■ Directions for this task
Every line holding "alloy" should be copied from the records below.

Items from a dataset
____________________

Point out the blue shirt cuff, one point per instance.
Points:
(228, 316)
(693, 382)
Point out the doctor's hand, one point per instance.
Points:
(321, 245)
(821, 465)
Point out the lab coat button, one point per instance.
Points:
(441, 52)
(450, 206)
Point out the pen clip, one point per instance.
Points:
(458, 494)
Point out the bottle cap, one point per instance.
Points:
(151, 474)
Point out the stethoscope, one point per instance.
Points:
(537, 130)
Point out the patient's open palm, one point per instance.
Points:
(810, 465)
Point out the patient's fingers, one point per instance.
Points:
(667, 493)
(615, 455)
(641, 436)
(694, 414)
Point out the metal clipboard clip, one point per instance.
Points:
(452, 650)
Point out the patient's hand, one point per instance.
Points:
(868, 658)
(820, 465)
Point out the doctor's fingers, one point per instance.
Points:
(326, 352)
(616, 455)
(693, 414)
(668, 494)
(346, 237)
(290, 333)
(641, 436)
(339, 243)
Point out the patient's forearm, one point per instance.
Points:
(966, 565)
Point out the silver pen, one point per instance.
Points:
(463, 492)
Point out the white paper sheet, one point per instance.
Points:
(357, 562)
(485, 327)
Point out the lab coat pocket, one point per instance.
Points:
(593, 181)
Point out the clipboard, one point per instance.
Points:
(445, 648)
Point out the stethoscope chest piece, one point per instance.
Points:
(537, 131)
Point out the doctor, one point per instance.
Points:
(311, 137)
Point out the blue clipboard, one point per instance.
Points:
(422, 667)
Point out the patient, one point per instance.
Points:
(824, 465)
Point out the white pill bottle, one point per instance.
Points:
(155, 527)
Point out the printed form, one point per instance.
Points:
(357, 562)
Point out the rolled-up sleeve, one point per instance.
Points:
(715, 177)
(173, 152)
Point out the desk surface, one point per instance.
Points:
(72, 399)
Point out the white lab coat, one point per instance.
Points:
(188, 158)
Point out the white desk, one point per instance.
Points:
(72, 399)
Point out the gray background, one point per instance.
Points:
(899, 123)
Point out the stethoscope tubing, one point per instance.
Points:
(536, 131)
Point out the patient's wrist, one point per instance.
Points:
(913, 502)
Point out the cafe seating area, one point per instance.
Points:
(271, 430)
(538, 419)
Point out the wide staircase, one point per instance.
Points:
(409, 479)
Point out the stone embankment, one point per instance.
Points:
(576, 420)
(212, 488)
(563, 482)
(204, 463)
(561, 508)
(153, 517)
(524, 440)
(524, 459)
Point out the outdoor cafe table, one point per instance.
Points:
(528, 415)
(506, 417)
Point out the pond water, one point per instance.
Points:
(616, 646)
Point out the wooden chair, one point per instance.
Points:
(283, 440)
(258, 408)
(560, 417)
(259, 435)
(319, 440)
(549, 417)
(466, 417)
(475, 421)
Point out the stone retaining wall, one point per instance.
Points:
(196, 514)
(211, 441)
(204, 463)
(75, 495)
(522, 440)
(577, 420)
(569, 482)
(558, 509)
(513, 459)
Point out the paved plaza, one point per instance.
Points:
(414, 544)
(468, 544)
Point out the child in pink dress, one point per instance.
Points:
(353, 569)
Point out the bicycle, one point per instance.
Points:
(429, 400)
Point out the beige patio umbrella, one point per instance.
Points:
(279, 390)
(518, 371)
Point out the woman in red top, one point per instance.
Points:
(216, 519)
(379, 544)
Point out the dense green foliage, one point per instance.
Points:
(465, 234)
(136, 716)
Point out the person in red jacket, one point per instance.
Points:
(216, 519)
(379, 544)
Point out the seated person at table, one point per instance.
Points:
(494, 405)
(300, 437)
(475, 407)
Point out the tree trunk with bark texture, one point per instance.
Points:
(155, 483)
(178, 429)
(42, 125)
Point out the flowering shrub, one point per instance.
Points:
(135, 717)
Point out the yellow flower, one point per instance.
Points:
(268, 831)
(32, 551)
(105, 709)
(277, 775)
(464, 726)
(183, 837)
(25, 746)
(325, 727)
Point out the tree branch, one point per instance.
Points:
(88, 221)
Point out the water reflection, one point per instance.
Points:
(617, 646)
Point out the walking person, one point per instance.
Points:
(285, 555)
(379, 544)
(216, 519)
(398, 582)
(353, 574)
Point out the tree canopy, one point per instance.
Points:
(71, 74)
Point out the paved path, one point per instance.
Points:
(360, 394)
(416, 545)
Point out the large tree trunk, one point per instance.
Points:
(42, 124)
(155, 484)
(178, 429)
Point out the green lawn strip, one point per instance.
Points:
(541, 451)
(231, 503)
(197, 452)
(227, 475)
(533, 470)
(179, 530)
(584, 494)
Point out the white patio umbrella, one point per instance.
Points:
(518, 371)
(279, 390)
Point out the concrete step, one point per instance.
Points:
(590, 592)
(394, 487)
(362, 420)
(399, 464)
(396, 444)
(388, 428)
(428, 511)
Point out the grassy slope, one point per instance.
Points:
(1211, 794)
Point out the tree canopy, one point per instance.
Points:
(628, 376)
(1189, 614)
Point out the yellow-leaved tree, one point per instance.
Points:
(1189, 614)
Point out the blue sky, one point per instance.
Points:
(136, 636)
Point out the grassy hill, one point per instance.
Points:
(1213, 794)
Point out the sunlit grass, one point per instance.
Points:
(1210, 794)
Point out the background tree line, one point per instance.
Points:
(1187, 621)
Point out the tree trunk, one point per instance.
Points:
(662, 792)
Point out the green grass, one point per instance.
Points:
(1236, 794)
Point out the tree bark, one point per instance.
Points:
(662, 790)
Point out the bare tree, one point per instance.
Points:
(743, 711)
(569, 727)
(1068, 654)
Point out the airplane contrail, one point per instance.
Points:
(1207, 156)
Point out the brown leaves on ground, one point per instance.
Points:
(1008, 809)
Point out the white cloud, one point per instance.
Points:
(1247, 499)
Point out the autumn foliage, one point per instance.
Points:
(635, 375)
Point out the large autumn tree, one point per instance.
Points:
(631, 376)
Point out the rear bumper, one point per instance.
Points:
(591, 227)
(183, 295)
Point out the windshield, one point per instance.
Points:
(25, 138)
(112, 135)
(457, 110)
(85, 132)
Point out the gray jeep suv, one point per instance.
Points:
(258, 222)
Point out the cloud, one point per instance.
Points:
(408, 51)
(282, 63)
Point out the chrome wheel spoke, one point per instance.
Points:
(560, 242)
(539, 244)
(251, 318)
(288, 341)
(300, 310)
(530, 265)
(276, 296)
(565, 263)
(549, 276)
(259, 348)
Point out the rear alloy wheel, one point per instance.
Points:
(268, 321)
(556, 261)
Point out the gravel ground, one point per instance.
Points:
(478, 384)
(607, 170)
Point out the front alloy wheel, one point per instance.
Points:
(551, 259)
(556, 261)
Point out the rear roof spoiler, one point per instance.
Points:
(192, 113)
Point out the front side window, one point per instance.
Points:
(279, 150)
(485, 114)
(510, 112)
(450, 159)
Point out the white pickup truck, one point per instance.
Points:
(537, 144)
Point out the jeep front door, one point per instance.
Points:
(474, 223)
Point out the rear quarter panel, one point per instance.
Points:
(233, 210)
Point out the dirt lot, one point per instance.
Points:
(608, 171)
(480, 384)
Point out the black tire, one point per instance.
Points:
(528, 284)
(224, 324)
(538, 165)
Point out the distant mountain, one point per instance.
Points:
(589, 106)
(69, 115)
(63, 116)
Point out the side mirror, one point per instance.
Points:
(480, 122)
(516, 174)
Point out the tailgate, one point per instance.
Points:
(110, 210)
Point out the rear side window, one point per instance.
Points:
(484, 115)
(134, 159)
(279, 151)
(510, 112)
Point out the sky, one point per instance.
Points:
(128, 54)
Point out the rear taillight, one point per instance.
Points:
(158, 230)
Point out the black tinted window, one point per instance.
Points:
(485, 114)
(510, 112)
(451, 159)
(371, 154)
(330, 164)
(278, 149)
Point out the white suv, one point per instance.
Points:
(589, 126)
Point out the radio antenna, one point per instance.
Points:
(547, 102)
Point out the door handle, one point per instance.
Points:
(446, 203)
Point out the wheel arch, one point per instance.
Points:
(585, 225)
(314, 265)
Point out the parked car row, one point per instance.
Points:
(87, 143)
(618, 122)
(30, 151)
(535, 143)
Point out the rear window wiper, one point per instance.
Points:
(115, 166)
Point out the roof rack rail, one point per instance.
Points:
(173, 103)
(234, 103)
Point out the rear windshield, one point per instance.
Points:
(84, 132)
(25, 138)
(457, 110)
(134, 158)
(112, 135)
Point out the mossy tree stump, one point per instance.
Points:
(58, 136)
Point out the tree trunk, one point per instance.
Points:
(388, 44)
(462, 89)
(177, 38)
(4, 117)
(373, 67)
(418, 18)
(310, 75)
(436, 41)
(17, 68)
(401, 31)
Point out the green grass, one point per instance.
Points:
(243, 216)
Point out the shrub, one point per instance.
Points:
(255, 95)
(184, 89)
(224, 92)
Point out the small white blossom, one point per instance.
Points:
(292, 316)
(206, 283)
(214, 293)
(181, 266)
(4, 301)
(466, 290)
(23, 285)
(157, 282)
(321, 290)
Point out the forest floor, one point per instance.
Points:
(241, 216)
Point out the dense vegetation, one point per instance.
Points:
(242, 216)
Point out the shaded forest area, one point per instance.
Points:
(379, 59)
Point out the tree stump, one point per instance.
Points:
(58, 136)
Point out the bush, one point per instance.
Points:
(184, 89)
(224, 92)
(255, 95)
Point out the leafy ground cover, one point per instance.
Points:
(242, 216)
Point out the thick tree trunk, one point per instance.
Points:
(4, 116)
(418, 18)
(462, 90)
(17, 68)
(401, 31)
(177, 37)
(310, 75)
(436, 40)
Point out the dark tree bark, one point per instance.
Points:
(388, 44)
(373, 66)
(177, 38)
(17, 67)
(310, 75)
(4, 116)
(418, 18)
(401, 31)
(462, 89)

____________________

■ Exercise solution
Point out the rear alloy wheel, one point per instance.
Point out the front alloy wheel, one point per instance.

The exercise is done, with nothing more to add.